TEXTO DE LECTURA:
====

El monólogo perfecto
El carioca Guimarães Rosa (1908-1967), uno de los más grandes narradores del siglo XX, anduvo siempre obsesionado con el lenguaje. Se convirtió de forma autodidacta en un políglota, que hablaba una decena de idiomas y conocía el latín, el sánscrito, el árabe y el esperanto, porque estaba convencido de que el conocimiento de lenguas distintas le permitiría dominar los entresijos de la propia, su morfología, su variedad de registros, el poder de la transcripción del habla oral en la narrativa, la prosodia, el ritmo y los efectos jergales y resonancias de otras lenguas.
Ya se ganó un prestigio publicando los relatos que integran el volumen Sagarana (1946), pero cuando apareció Gran Sertón: Veredas, diez años más tarde, la crítica y el público presagiaron de inmediato que la novela, el ininterrumpido monólogo que el viejo maestro de esa tierra mítica de Minas Gerais que llaman sertón (terreno árido, solitario e ignoto como el desierto de Buzzatti o la Región de Benet), el yagunzo (suerte de gaucho) Riobaldo, le dirige a un médico de la ciudad, se convertiría en una obra maestra, y eso aun cuando el texto, vertiginoso si bien lingüísticamente denso, no es precisamente una perita en dulce y requiere que su lector se muestre perseverante para poder ir seduciéndolo página tras página con una prosa poética atestada de audacias vanguardistas, que anulan cualquier tentación de lectura regionalista, historias engastadas de mil y una vidas sacadas ahora a la luz por la voz extenuada del narrador ("cuento lo que fui y vi, en el levantar del día. Auroras. Cierro. El señor ve. Conté todo [...]. Lo que existe es el hombre humano. Travesías", reza el final), y constantes referencias literarias, nacidas de viejas lecturas del universo narrativo de la región de Yoknapatawpha de Faulkner, del Ulises de Joyce y del monólogo final de Molly Bloom, de los monólogos en contrapunto que dispuso Graciliano Ramos en Vidas secas (1938), una referencia inexcusable para cualquier narrador brasileño contemporáneo, de las crónicas de Indias y su tradición caballeresca abocada a ensalzar al hombre sobre el escenario de una naturaleza descrita con la misma precisión de geógrafo que emplea el narrador Riobaldo, de la leyenda de Fausto y el inferno de Dante, de Arguedas y la narrativa indigenista latinoamericana, enamorada del léxico del terruño y los indigenismos que se desperdigan por Gran sertón: Veredas, y de la poesía modernista, enamorada de las palabras coloristas y de los neologismos de que hace gala aquí el estilo de Guimarães Rosa.

====

DATOS:

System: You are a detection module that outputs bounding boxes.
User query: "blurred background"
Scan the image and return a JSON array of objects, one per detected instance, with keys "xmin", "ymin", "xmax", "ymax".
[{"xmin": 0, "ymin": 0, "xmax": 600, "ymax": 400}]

====

Transcribe, sin cambiar nada, el pasaje del texto sobre Guimarães Rosa que va desde "El monólogo perfecto" hasta "de otras lenguas.", incluidas ambas partes.

El monólogo perfecto
El carioca Guimarães Rosa (1908-1967), uno de los más grandes narradores del siglo XX, anduvo siempre obsesionado con el lenguaje. Se convirtió de forma autodidacta en un políglota, que hablaba una decena de idiomas y conocía el latín, el sánscrito, el árabe y el esperanto, porque estaba convencido de que el conocimiento de lenguas distintas le permitiría dominar los entresijos de la propia, su morfología, su variedad de registros, el poder de la transcripción del habla oral en la narrativa, la prosodia, el ritmo y los efectos jergales y resonancias de otras lenguas.